### THE TASK
Repeat the listing in full, preserving every character.
##############################
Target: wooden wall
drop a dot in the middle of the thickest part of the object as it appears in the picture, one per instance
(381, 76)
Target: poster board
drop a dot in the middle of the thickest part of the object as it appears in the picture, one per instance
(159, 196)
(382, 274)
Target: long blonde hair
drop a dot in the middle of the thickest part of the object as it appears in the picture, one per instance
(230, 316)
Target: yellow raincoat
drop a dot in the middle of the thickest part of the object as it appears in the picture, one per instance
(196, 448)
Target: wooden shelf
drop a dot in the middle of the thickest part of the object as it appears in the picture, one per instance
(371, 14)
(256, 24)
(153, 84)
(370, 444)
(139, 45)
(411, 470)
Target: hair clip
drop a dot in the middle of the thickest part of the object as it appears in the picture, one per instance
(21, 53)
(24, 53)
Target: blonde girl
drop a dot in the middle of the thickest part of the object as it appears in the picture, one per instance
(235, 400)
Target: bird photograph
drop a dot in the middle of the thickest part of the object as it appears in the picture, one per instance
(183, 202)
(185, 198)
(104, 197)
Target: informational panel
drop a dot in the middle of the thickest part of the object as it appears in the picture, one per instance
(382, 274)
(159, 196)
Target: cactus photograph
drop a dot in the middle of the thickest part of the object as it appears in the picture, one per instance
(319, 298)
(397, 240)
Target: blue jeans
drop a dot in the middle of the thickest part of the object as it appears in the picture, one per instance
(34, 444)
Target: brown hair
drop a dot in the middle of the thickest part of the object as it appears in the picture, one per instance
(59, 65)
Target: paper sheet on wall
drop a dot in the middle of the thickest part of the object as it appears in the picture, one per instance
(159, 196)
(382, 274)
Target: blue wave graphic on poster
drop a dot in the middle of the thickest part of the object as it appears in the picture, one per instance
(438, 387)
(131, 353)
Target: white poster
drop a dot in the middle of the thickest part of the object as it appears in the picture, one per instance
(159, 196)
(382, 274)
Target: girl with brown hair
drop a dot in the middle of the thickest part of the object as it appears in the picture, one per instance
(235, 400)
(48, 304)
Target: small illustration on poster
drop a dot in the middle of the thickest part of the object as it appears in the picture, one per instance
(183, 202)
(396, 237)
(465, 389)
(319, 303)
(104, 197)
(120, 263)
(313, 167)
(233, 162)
##############################
### REPLY TO THE TASK
Target: wooden wall
drop a dot in the middle of the thickest part of the object as it appears in the picture, one per instance
(381, 76)
Target: poster board
drop a dot in the middle of the thickest part of the object as it appears in the picture, one per instance
(159, 196)
(382, 274)
Target: long blonde hair
drop a dot in the middle of the thickest part of the object as it appears in the picture, one per instance
(230, 316)
Target: yellow raincoat
drop a dot in the middle of the thickest part of the object as it appears in the picture, one per instance
(196, 448)
Target: wooden shelf
drop a dot in the middle of the thickest part of the object as it appears in the picture, one per instance
(371, 14)
(256, 24)
(153, 84)
(370, 444)
(139, 45)
(411, 470)
Target: hair clip
drop a dot in the middle of the thickest part of the object as it appears in the picture, one per instance
(21, 53)
(24, 53)
Target: blonde girl
drop a dot in the middle of the thickest part of the object as it appears in the picture, one per instance
(235, 400)
Target: bird photograph
drop a dot in the middle of the thickest part of the object as it appears in the picture, one per instance
(183, 202)
(185, 198)
(104, 197)
Target: informational panel
drop a dot in the middle of the thickest part of the object as it appears in the picture, one per instance
(382, 274)
(159, 196)
Target: cactus photograph
drop a dot in the middle of the thickest part of the object as it appears in the picture, one per instance
(319, 298)
(397, 240)
Target: blue jeans
drop a dot in the middle of the thickest part of the object as it appears in the picture, one per instance
(34, 444)
Target: brown hair
drop a dot in the middle of the thickest part of the object as it appears in the picture, one per instance
(59, 65)
Target: paper sheet on wall
drop a dot in the middle of the thickest part of the object as it appears in the picture, one per instance
(159, 196)
(382, 274)
Target: blue wave graphic on poster
drop a dot in the middle of the thickest part of the object as it appears in the picture, one per instance
(438, 387)
(131, 353)
Target: white poster
drop a dot in the middle of the thickest part of the object as it appears in the picture, one per instance
(159, 196)
(382, 274)
Target: girl with brown hair
drop a dot in the middle of the thickest part of the object as it appears in the picture, one per instance
(235, 400)
(48, 304)
Target: small illustration on poster
drop a dot in the middle of the thickest part of the object as it appears in the picture, one per instance
(183, 202)
(396, 237)
(465, 389)
(319, 303)
(104, 197)
(120, 263)
(313, 167)
(233, 162)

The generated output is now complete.